[The request]: Pull out each line in the records below that contains the string "seedling". Case counts.

[Pointing dataset records]:
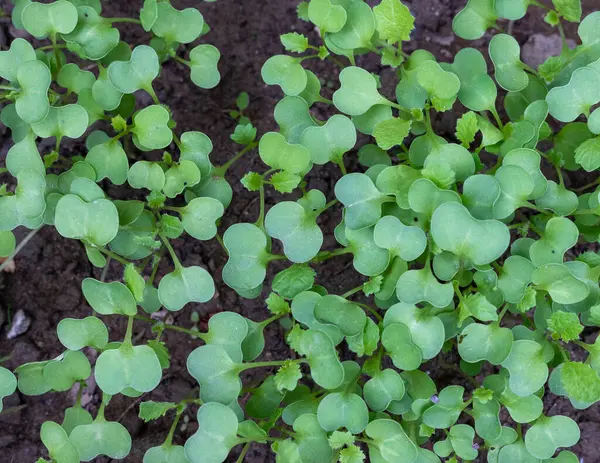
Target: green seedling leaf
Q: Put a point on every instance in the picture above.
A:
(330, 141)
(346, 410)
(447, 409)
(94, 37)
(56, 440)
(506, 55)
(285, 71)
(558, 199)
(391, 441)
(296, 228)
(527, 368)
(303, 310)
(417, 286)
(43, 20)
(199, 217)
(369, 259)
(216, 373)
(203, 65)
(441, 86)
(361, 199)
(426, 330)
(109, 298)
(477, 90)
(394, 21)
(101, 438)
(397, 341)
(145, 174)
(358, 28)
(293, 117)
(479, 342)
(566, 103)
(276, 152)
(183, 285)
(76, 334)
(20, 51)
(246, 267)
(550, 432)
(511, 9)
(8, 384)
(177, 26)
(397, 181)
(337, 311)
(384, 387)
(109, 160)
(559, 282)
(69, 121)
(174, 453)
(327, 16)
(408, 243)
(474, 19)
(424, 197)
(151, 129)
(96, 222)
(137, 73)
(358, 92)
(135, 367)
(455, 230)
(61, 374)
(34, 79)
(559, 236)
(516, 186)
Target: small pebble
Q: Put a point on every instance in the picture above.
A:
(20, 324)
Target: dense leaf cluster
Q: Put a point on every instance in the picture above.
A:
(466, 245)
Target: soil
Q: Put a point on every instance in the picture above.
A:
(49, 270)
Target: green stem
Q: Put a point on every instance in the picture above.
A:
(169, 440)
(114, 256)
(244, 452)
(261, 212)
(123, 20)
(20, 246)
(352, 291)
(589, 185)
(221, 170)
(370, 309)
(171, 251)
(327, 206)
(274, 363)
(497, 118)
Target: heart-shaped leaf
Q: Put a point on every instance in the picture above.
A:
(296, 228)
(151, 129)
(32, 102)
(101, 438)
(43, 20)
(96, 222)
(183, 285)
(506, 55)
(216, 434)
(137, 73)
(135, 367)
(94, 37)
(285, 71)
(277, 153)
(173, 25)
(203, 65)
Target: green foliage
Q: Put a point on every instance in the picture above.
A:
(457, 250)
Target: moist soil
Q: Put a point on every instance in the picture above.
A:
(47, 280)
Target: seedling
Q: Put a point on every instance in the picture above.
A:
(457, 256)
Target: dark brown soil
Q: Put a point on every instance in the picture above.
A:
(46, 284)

==

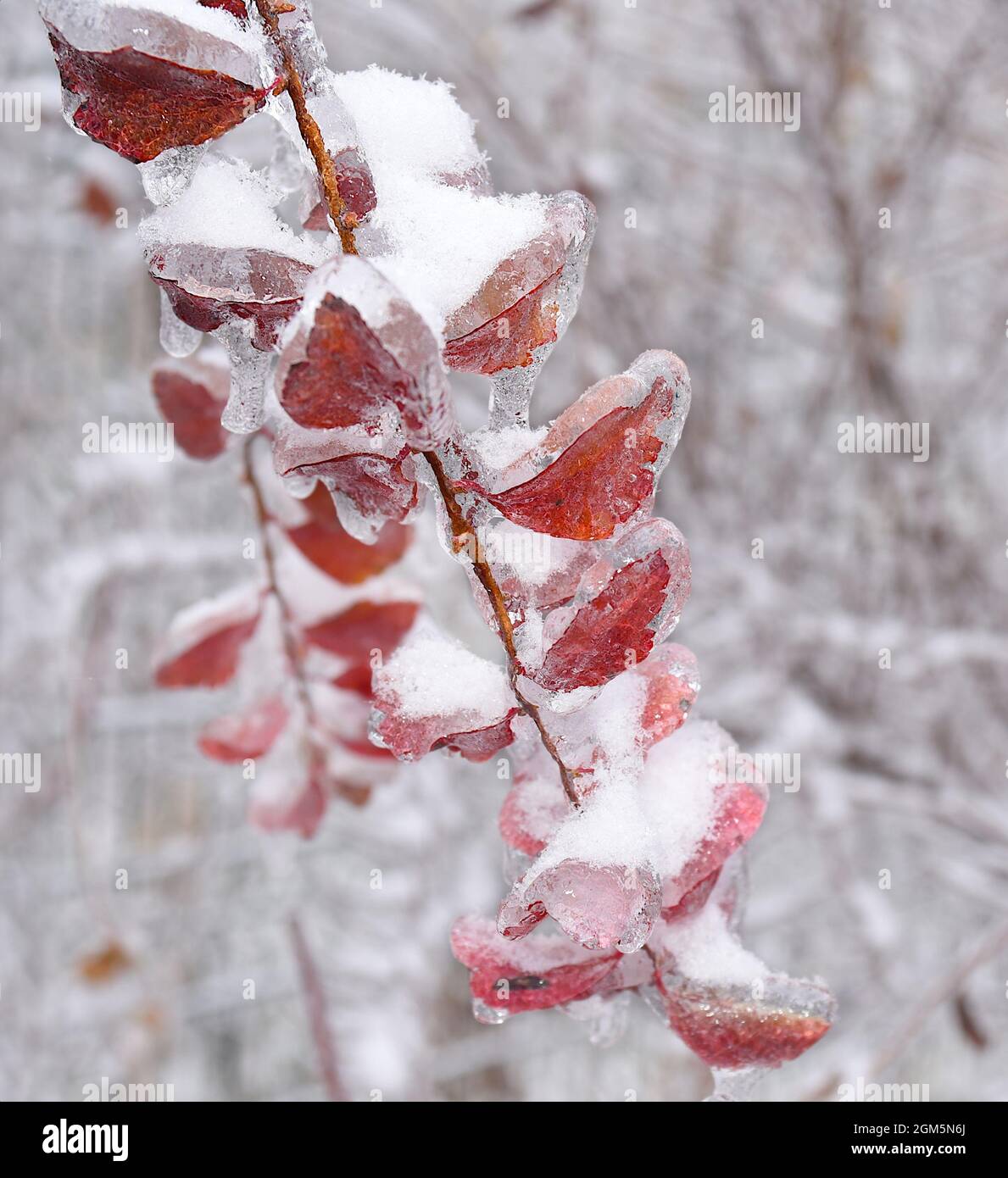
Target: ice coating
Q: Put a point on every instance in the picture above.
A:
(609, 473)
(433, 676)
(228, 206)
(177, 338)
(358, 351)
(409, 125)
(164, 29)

[Answer for the task]:
Target: green seedling leaf
Target: seedling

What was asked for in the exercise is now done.